--- EXERCISE DETAILS ---
Can you render the data below as a Markdown table with the columns "Row" and "Line", numbering each line and leaving out any blank lines?

--- DATASET ENTRIES ---

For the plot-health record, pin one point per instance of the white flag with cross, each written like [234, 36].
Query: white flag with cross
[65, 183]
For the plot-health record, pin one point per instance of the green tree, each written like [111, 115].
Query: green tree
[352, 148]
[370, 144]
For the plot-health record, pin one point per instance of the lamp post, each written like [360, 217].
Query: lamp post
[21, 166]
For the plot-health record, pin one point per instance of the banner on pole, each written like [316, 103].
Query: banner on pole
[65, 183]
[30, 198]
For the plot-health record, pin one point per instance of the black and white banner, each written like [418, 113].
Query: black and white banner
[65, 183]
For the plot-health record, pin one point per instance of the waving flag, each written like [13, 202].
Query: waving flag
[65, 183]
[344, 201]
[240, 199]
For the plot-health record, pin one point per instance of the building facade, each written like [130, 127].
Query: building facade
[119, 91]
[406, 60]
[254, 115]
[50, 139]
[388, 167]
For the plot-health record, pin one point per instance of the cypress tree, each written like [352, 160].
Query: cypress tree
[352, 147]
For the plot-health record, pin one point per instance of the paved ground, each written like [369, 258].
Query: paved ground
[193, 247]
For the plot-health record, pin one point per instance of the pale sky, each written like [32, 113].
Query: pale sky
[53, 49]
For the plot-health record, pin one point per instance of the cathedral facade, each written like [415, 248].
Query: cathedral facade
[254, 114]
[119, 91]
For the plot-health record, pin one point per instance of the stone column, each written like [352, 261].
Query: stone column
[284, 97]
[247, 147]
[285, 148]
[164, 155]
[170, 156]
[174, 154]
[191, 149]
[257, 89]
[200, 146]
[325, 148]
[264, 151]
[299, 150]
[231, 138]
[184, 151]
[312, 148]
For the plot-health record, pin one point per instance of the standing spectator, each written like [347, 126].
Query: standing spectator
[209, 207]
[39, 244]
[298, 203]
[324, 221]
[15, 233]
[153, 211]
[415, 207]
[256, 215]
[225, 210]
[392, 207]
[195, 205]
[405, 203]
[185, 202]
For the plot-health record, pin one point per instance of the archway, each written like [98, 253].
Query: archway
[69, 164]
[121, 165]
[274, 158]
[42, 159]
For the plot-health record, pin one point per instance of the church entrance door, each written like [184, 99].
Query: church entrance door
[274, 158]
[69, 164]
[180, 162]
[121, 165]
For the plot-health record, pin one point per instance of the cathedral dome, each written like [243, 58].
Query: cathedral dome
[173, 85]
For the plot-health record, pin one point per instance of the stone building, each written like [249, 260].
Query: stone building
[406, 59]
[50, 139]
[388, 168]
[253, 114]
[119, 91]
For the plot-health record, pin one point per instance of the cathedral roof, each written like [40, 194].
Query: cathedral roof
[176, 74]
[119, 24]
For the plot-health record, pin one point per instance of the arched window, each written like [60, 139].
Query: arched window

--- TASK RESULT ---
| Row | Line |
|---|---|
| 1 | For the plot-health record, pin one point per instance of the white flag with cross, each written like [234, 36]. |
| 2 | Query: white flag with cross |
| 3 | [65, 183] |
| 4 | For the plot-health record, pin one point per instance of the green tree, each written like [111, 115]. |
| 5 | Query: green tree |
| 6 | [352, 148] |
| 7 | [370, 144] |
| 8 | For the plot-health record, pin one point per instance of the lamp post, each written like [360, 217]. |
| 9 | Query: lamp post |
| 10 | [21, 166] |
| 11 | For the plot-health record, pin one point per instance of the banner on pole, each written like [316, 103]. |
| 12 | Query: banner on pole |
| 13 | [65, 183] |
| 14 | [30, 198] |
| 15 | For the plot-health record, pin one point per instance of the black and white banner, each written like [418, 113]. |
| 16 | Query: black and white banner |
| 17 | [65, 183] |
| 18 | For the plot-health record, pin one point per instance of the waving flag, each written like [13, 202]. |
| 19 | Query: waving flag |
| 20 | [65, 183] |
| 21 | [344, 201] |
| 22 | [240, 199] |
| 23 | For the plot-health record, pin one point per instance of the building facade, each written like [130, 127]. |
| 24 | Query: building facade |
| 25 | [119, 91] |
| 26 | [406, 60] |
| 27 | [254, 115] |
| 28 | [50, 139] |
| 29 | [388, 167] |
| 30 | For the plot-health record, pin one point per instance of the cypress tree, each written like [352, 160]. |
| 31 | Query: cypress tree |
| 32 | [352, 147] |
| 33 | For the plot-health record, pin one point per instance of the paved ground, each written like [369, 258]. |
| 34 | Query: paved ground |
| 35 | [193, 247] |
| 36 | For the plot-health record, pin one point per instance of the pale sky, each written like [32, 113]. |
| 37 | Query: pale sky |
| 38 | [53, 49] |
| 39 | For the plot-health record, pin one point per instance of the cathedral facade, each written like [415, 248]. |
| 40 | Query: cathedral facade |
| 41 | [254, 114] |
| 42 | [119, 91] |
| 43 | For the plot-health record, pin one point per instance of the stone column, each written like [352, 261]. |
| 44 | Query: stone column |
| 45 | [284, 97] |
| 46 | [247, 147] |
| 47 | [285, 148] |
| 48 | [164, 155] |
| 49 | [170, 156] |
| 50 | [174, 154] |
| 51 | [191, 149] |
| 52 | [257, 89] |
| 53 | [200, 146] |
| 54 | [325, 148] |
| 55 | [264, 151] |
| 56 | [299, 150] |
| 57 | [231, 138] |
| 58 | [184, 151] |
| 59 | [312, 148] |
| 60 | For the plot-health record, pin one point per instance of the standing spectator, each written like [347, 126]. |
| 61 | Query: standing spectator |
| 62 | [209, 207] |
| 63 | [39, 244] |
| 64 | [298, 203] |
| 65 | [324, 221] |
| 66 | [15, 233] |
| 67 | [153, 211] |
| 68 | [415, 207] |
| 69 | [256, 215] |
| 70 | [225, 210] |
| 71 | [392, 207] |
| 72 | [195, 205] |
| 73 | [405, 203] |
| 74 | [185, 202] |
| 75 | For the plot-health record, pin one point per instance of the archway, each written like [98, 253]. |
| 76 | Query: archway |
| 77 | [69, 164] |
| 78 | [121, 165] |
| 79 | [274, 158] |
| 80 | [42, 159] |
| 81 | For the plot-health record, pin one point per instance of the church entrance door, each written like [184, 99]. |
| 82 | Query: church entrance door |
| 83 | [274, 158] |
| 84 | [69, 164] |
| 85 | [180, 162] |
| 86 | [121, 165] |
| 87 | For the plot-health record, pin one point per instance of the cathedral dome, each written like [243, 58]. |
| 88 | Query: cathedral dome |
| 89 | [173, 85] |
| 90 | For the plot-health record, pin one point per instance of the stone building, each written like [249, 260]. |
| 91 | Query: stone building |
| 92 | [406, 59] |
| 93 | [50, 139] |
| 94 | [388, 168] |
| 95 | [253, 114] |
| 96 | [119, 91] |
| 97 | For the plot-health record, pin one point per instance of the cathedral roof, each written like [40, 194]. |
| 98 | Query: cathedral roof |
| 99 | [176, 74] |
| 100 | [119, 24] |
| 101 | For the plot-health record, pin one point per instance of the arched window, each written like [60, 139]. |
| 102 | Query: arched window |